* Begin TASK MATERIAL *

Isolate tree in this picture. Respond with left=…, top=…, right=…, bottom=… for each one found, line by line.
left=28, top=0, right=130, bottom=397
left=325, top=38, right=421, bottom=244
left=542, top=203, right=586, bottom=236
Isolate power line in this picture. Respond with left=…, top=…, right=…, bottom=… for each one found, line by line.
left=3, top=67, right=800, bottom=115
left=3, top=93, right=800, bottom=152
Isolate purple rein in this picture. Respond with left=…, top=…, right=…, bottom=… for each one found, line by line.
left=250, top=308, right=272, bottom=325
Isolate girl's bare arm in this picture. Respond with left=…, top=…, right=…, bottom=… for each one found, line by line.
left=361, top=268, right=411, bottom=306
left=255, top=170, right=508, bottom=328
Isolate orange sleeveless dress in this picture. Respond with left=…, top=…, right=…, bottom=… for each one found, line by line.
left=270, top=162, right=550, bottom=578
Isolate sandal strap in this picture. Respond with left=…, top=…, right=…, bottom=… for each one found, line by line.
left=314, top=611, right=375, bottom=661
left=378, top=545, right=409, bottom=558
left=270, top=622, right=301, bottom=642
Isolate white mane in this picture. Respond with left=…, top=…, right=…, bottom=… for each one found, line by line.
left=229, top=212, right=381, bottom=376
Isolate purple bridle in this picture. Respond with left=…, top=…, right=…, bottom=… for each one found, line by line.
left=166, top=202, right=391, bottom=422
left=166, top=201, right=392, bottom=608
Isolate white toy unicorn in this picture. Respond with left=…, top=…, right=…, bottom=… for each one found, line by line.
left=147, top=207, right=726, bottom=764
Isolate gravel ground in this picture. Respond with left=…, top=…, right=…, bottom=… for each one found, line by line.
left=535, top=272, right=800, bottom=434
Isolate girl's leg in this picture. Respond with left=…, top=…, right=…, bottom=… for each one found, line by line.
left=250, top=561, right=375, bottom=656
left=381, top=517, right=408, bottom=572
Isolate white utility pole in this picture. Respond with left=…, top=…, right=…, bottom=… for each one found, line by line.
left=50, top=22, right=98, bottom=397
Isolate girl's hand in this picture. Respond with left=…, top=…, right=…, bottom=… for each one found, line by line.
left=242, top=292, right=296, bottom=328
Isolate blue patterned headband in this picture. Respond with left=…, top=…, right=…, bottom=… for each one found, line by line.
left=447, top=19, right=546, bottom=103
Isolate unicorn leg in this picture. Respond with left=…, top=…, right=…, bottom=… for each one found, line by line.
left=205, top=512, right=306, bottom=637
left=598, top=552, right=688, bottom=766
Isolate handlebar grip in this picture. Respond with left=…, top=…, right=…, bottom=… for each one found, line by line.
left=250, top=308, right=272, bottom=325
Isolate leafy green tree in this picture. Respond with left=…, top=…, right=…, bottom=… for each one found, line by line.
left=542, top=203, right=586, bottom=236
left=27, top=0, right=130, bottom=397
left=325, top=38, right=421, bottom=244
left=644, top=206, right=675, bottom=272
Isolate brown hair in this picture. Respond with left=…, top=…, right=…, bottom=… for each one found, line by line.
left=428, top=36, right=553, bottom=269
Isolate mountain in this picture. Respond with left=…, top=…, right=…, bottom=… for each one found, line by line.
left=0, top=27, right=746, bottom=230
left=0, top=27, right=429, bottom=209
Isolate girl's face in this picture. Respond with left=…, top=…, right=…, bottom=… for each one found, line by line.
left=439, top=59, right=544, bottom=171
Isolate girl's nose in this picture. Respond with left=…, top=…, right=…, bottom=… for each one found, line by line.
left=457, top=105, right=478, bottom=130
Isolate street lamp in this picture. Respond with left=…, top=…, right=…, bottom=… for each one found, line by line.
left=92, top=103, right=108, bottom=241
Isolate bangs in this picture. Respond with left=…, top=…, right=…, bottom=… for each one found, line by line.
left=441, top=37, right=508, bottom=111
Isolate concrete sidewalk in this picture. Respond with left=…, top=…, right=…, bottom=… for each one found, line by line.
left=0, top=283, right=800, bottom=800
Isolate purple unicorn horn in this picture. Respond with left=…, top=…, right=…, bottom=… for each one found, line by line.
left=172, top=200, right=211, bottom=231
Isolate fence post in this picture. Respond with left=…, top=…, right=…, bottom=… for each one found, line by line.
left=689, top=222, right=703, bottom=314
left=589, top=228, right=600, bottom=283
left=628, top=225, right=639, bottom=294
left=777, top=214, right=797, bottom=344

* End TASK MATERIAL *

> [DIRECTION]:
Reproduce every one of the records above verbatim, in their original order.

> [TASK OUTPUT]:
Isolate tree in this picture. Respond with left=…, top=…, right=…, bottom=… for each one found, line by line.
left=28, top=0, right=130, bottom=397
left=325, top=38, right=421, bottom=244
left=542, top=203, right=586, bottom=236
Isolate power line in this picture. Respond with left=…, top=…, right=…, bottom=… for each one found, line by line.
left=3, top=67, right=800, bottom=115
left=3, top=93, right=800, bottom=152
Isolate purple rein in this picture. Respond with left=…, top=…, right=…, bottom=… for each one found, line by line.
left=250, top=308, right=272, bottom=325
Isolate girl's bare arm in this picture. Respond with left=…, top=…, right=…, bottom=… for each one found, line by line.
left=361, top=268, right=411, bottom=306
left=255, top=170, right=508, bottom=328
Isolate orange sleeveless dress in this picture. Respond with left=…, top=…, right=…, bottom=… for each one found, line by line.
left=270, top=162, right=550, bottom=578
Isolate sandal strap in this picture. Respond with left=…, top=…, right=…, bottom=… for each one found, line by line.
left=314, top=611, right=375, bottom=661
left=378, top=545, right=409, bottom=558
left=270, top=622, right=301, bottom=642
Isolate white mane in this picture. Respond with left=…, top=…, right=…, bottom=… for each one found, line by line.
left=229, top=212, right=381, bottom=376
Isolate purple bridle in this picture. Respond with left=…, top=…, right=…, bottom=… for each one found, line by line.
left=166, top=202, right=391, bottom=422
left=166, top=201, right=392, bottom=608
Isolate white toy unicorn in this picture. Respond with left=…, top=…, right=…, bottom=… for each one found, line by line.
left=147, top=207, right=726, bottom=764
Isolate gravel ground in this picture. Respond with left=…, top=…, right=…, bottom=… for each one found, line by line.
left=535, top=272, right=800, bottom=434
Isolate girl's leg in this picture. Respond with left=…, top=…, right=…, bottom=… for each one found, line by line.
left=250, top=561, right=375, bottom=656
left=381, top=517, right=408, bottom=572
Isolate white utility pole in this picture. Respond with left=…, top=…, right=…, bottom=… for each one found, line by line.
left=50, top=22, right=98, bottom=397
Isolate girl's hand in this picture. Respond with left=…, top=…, right=…, bottom=… for each one found, line by line.
left=242, top=292, right=296, bottom=328
Isolate blue patterned headband in this picture. Respond with left=…, top=…, right=…, bottom=… for each one found, line by line.
left=447, top=19, right=546, bottom=103
Isolate unicorn leg in this picture. Respond with left=…, top=…, right=…, bottom=… for each one found, line by line.
left=205, top=512, right=306, bottom=637
left=598, top=552, right=688, bottom=766
Isolate handlebar grip in this picture. Respond with left=…, top=…, right=…, bottom=… for each one found, line by line.
left=250, top=308, right=272, bottom=325
Isolate leafy green tree in this picture. Respond with left=…, top=…, right=…, bottom=… for each one found, line by line.
left=542, top=203, right=586, bottom=236
left=27, top=0, right=130, bottom=397
left=325, top=38, right=421, bottom=244
left=644, top=206, right=675, bottom=272
Isolate brown hair in this picture. Respond with left=…, top=…, right=…, bottom=… for each one found, line by line.
left=428, top=36, right=553, bottom=269
Isolate mountain in this picture. Respond with left=…, top=…, right=…, bottom=… for each one found, line by line.
left=0, top=27, right=746, bottom=230
left=0, top=27, right=429, bottom=209
Isolate girl's face in this picture. Respond with left=…, top=…, right=…, bottom=… for each one found, line by line.
left=439, top=59, right=544, bottom=171
Isolate girl's nose in this picture. Respond with left=…, top=…, right=…, bottom=… for each one found, line by line.
left=457, top=105, right=478, bottom=130
Isolate street lamp in this picture. Respond with left=…, top=…, right=…, bottom=… for each one found, line by line.
left=92, top=103, right=108, bottom=241
Isolate bangs in this picture. Respond with left=…, top=…, right=…, bottom=… for each one found, line by line.
left=441, top=37, right=508, bottom=111
Isolate concrete sidewalk in this picture. Respond with left=…, top=…, right=…, bottom=… for each one found, line by line.
left=0, top=283, right=800, bottom=800
Isolate purple unicorn horn in this picture. Respond with left=…, top=…, right=…, bottom=… for each one found, line by line.
left=172, top=200, right=211, bottom=231
Isolate fence post in this picture. Respond with left=…, top=…, right=…, bottom=… for each one found, line by line.
left=689, top=222, right=703, bottom=314
left=589, top=228, right=600, bottom=283
left=628, top=225, right=639, bottom=294
left=777, top=214, right=797, bottom=344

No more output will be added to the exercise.